Passage shown >>
■ ■ ■
With millions out of work, national economies have been plunged into uncertainty and cities are struggling to maintain a housing structure that supports both higher income earners who fund the city through their spending and lower income workers who make the city run through their labour.

Tower cranes crisscross the sky in Seattle, Washington. (Photo by Karen Ducey/Getty Images)

The Covid-19 pandemic has sharpened up some already pressing questions. How much is “affordable”? Who has access to affordable housing? What do affordable living conditions look like?

Many cities have enacted immediate housing relief in the form of rental assistance and eviction protection. But once these emergency stopgaps expire and the world at large begins to reopen, what will the new normal look like for affordable housing?

The coronavirus and residential construction

The growth and continued upkeep of housing stock is crucial to a city’s health. As city populations grow, the housing available to residents must also grow. If that ratio is unbalanced or the housing stock available does not match incomes, housing affordability crises such as those seen in San Francisco and Seattle occur.
■ ■ ■
Saved entries
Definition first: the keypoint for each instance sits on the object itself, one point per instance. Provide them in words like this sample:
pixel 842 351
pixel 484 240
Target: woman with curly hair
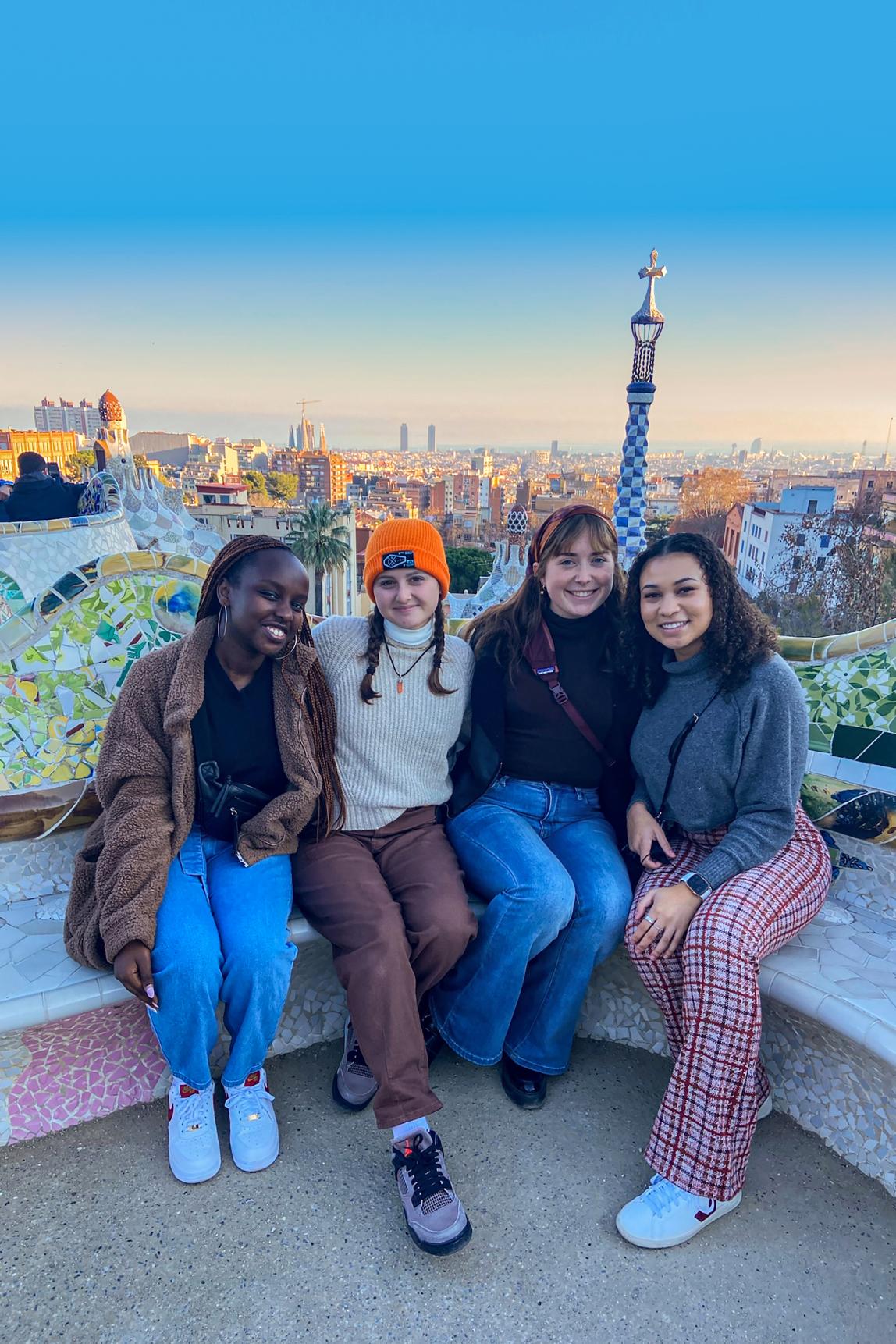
pixel 386 889
pixel 531 807
pixel 732 865
pixel 218 752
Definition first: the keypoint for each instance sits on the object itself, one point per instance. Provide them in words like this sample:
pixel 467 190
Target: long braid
pixel 318 705
pixel 434 681
pixel 375 636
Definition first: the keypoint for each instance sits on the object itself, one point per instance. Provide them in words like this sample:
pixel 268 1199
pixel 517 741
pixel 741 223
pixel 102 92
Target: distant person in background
pixel 37 495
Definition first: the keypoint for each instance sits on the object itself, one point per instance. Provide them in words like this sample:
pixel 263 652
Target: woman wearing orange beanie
pixel 386 889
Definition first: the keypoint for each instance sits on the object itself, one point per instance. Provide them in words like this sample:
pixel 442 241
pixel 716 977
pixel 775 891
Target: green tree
pixel 322 542
pixel 283 485
pixel 468 565
pixel 255 482
pixel 76 464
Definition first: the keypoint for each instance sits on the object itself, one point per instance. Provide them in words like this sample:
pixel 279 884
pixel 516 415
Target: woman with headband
pixel 212 761
pixel 546 765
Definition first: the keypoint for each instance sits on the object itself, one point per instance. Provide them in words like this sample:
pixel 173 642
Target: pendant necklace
pixel 400 677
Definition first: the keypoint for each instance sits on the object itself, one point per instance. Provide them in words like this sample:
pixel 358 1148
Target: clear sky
pixel 437 212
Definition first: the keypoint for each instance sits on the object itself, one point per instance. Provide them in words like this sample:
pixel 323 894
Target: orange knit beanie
pixel 406 543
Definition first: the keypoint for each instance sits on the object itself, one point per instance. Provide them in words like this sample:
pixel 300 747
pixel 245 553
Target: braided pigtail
pixel 434 681
pixel 320 713
pixel 375 636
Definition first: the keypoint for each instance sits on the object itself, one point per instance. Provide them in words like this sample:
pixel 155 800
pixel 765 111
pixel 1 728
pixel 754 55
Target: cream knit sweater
pixel 393 754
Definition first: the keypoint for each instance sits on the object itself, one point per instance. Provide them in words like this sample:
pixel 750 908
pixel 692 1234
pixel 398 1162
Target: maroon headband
pixel 553 523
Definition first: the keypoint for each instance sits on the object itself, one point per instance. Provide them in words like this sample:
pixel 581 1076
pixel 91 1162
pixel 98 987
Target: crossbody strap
pixel 543 659
pixel 674 750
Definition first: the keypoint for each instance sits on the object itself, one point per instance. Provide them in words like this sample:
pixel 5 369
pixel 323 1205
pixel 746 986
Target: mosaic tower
pixel 629 508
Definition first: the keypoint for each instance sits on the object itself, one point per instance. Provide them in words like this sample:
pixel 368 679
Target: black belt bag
pixel 223 798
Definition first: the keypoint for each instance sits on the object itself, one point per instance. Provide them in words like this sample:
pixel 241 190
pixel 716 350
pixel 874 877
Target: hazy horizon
pixel 439 217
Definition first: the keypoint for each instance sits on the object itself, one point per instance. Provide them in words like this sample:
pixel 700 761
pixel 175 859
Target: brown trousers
pixel 394 908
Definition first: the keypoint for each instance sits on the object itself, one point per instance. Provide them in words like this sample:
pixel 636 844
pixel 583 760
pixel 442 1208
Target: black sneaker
pixel 354 1083
pixel 523 1086
pixel 434 1215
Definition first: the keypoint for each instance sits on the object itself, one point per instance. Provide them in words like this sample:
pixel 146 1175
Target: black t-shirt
pixel 242 737
pixel 540 741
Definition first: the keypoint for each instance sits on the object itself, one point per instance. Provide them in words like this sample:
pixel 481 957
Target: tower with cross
pixel 631 503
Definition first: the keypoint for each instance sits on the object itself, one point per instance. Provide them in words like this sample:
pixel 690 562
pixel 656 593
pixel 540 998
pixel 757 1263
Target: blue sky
pixel 438 212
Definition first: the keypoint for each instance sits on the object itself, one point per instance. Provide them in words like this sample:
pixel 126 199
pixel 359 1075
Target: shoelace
pixel 422 1165
pixel 355 1059
pixel 664 1195
pixel 192 1113
pixel 247 1102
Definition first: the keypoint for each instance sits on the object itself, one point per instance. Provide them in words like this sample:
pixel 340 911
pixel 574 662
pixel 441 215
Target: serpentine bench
pixel 76 1046
pixel 73 1044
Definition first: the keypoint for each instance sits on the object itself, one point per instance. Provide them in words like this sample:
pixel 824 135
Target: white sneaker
pixel 667 1215
pixel 254 1139
pixel 194 1150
■ ■ ■
Exercise 1 >>
Answer these about the housing passage:
(a) Which city do tower cranes crisscross, according to the photo caption?
(b) What two forms of immediate housing relief have many cities enacted?
(c) Which two cities are named as examples of housing affordability crises?
Exercise 2 >>
List every sentence in the housing passage that ends with a question mark.
Exercise 3 >>
From the housing passage, print the part that begins with the words "With millions out" and ends after the words "conditions look like?".

Response area 1 >>
(a) Seattle, Washington
(b) Rental assistance and eviction protection
(c) San Francisco and Seattle

Response area 2 >>
How much is "affordable"?
Who has access to affordable housing?
What do affordable living conditions look like?
But once these emergency stopgaps expire and the world at large begins to reopen, what will the new normal look like for affordable housing?

Response area 3 >>
With millions out of work, national economies have been plunged into uncertainty and cities are struggling to maintain a housing structure that supports both higher income earners who fund the city through their spending and lower income workers who make the city run through their labour.

Tower cranes crisscross the sky in Seattle, Washington. (Photo by Karen Ducey/Getty Images)

The Covid-19 pandemic has sharpened up some already pressing questions. How much is “affordable”? Who has access to affordable housing? What do affordable living conditions look like?